* **Latihan Singkat A**
Salin ulang bagian kutipan tentang Daud dari "Inilah yang Daud" sampai "yang mampu menolong?" tanpa perubahan apa pun.

* **Kutipan yang Ditampilkan**
Satu-satunya harapan Saudara terletak pada atasan Saudara yang bisa
menolong dan membela. Ia yang tahu bahwa Saudara tidak bersalah. Tetapi
alih-alih membela Saudara, ia malah melepaskan diri dari masalah dan
menolak untuk ikut campur. Bagaikan seorang dokter yang paling ahli
untuk mengobati penyakit Anda, tetapi alih-alih memberikan resep obat
dan memberikan perawatan, ia menutup pintu dan menolak untuk menolong
Anda. Ia meninggalkan Saudara ketika Saudara paling membutuhkan
pertolongannya.
Inilah yang Daud alami, pada saat-saat kritis ketika Daud paling membutuhkan kehadiran Tuhan,
Ia malah menghilang tanpa jejak, tidak menolong, bahkan meninggalkan
Daud sendirian. Oleh karena itu ia berseru, “Berapa lama lagi, Tuhan, Kaulupakan aku, selamanya? Berapa lama lagi Kausembunyikan wajah-Mu terhadap aku?” Oh, betapa mengerikan keadaan ini. Apabila Allah saja tidak menolong, siapa yang mampu menolong?

* **Masukan Tugas Ini**
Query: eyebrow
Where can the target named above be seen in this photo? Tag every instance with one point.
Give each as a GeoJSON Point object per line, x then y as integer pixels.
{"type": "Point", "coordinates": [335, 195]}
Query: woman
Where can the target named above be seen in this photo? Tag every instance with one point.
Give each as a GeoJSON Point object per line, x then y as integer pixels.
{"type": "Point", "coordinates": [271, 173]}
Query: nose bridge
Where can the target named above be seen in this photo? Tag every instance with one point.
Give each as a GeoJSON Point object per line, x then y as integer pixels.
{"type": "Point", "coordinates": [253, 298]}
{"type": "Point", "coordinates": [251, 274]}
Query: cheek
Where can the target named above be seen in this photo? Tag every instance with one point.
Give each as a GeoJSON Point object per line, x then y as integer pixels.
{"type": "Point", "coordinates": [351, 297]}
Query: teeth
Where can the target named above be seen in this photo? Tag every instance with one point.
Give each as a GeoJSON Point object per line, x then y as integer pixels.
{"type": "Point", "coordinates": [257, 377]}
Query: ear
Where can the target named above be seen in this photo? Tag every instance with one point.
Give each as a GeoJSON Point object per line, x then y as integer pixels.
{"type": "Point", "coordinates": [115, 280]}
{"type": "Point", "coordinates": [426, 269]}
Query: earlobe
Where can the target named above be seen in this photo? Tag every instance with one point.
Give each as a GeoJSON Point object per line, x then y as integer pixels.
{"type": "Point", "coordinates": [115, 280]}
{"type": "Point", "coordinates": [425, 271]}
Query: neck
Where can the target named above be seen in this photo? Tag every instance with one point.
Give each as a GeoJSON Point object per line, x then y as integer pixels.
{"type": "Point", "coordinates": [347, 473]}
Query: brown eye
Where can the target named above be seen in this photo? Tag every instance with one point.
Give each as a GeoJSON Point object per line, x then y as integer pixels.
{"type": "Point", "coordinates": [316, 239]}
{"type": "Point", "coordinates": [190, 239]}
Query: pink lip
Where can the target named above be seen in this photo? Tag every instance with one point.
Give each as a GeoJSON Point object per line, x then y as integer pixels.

* **Latihan Singkat B**
Ganti "pink lip" dengan "red lip" pada entri dari baris yang memuat "Query: pink lip" sampai akhir entri, lalu tampilkan hanya baris-baris itu dengan semua bagian lain tetap sama.

* **Hasil Tugas A**
Inilah yang Daud alami, pada saat-saat kritis ketika Daud paling membutuhkan kehadiran Tuhan,
Ia malah menghilang tanpa jejak, tidak menolong, bahkan meninggalkan
Daud sendirian. Oleh karena itu ia berseru, “Berapa lama lagi, Tuhan, Kaulupakan aku, selamanya? Berapa lama lagi Kausembunyikan wajah-Mu terhadap aku?” Oh, betapa mengerikan keadaan ini. Apabila Allah saja tidak menolong, siapa yang mampu menolong?

* **Hasil Tugas B**
Query: red lip
Where can the target named above be seen in this photo? Tag every instance with one point.
Give each as a GeoJSON Point object per line, x then y as integer pixels.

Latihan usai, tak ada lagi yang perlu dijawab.